◆ **Provided records**

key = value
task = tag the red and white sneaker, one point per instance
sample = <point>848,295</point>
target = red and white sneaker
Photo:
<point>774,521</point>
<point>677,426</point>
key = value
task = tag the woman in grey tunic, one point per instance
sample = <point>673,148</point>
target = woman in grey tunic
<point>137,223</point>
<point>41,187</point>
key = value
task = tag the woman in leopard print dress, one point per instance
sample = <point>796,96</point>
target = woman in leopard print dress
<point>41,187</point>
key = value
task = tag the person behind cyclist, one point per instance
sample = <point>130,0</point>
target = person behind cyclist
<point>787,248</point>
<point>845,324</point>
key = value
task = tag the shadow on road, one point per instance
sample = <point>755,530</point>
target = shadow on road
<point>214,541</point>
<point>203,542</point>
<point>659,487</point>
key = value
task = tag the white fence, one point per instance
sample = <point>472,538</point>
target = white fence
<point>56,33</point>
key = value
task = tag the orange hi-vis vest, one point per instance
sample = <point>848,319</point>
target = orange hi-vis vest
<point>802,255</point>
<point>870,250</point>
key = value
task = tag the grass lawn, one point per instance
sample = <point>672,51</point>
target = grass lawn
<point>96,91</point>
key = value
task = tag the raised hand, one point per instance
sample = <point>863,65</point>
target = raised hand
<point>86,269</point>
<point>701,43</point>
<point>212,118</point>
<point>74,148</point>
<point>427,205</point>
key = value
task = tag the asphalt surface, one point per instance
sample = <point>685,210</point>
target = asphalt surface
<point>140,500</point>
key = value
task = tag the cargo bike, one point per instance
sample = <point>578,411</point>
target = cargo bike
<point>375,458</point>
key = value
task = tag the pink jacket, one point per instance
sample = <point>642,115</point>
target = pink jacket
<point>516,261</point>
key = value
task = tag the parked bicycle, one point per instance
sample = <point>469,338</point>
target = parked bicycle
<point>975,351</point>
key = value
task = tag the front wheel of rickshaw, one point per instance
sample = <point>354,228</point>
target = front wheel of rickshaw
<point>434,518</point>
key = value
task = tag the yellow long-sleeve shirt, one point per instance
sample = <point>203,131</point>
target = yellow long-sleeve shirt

◆ **Written problem**
Can you copy every line of the records above, character for character?

◆ **Written response**
key = value
task = tag the red and white sneaker, one point per instance
sample = <point>848,295</point>
target = red and white sneaker
Photo:
<point>774,521</point>
<point>677,426</point>
key = value
task = tag the woman in grey tunic, one point per instance
sample = <point>673,148</point>
target = woman in grey tunic
<point>137,223</point>
<point>41,187</point>
key = value
task = tag the woman in leopard print dress, one point per instance
sample = <point>796,96</point>
target = woman in leopard print dress
<point>41,187</point>
key = value
task = tag the person behind cyclist, one point per instance
sample = <point>130,0</point>
target = person behind cyclist
<point>787,248</point>
<point>845,324</point>
key = value
task = tag the shadow on road, one point per instance
sample = <point>755,530</point>
target = shadow on road
<point>214,541</point>
<point>203,542</point>
<point>659,487</point>
key = value
task = tag the white fence, one point per instance
sample = <point>472,538</point>
target = white fence
<point>56,33</point>
key = value
task = tag the orange hi-vis vest, one point per instance
sample = <point>848,319</point>
target = orange hi-vis vest
<point>802,255</point>
<point>870,250</point>
key = value
task = tag the grass lawn, one point per instance
sample = <point>672,51</point>
target = grass lawn
<point>96,91</point>
key = value
task = tag the raised hand, one point per instance
sample = <point>863,65</point>
target = raised hand
<point>86,269</point>
<point>701,43</point>
<point>212,118</point>
<point>74,148</point>
<point>427,205</point>
key = value
task = tag the asphalt surface, one point per instance
sample = <point>685,210</point>
target = asphalt surface
<point>140,500</point>
key = value
task = tag the cargo bike, one point per instance
sample = <point>578,411</point>
target = cargo bike
<point>375,458</point>
key = value
task = tag the pink jacket, one point per instance
sample = <point>642,115</point>
target = pink jacket
<point>516,261</point>
key = value
task = tag the parked bicycle, one point per instance
sample = <point>469,338</point>
target = parked bicycle
<point>975,351</point>
key = value
task = tag the front wheel of rickshaw, one point per instance
sample = <point>354,228</point>
target = front wheel of rickshaw
<point>434,518</point>
key = value
task = tag the yellow long-sleeve shirt, one point per instance
sample = <point>203,131</point>
target = yellow long-sleeve shirt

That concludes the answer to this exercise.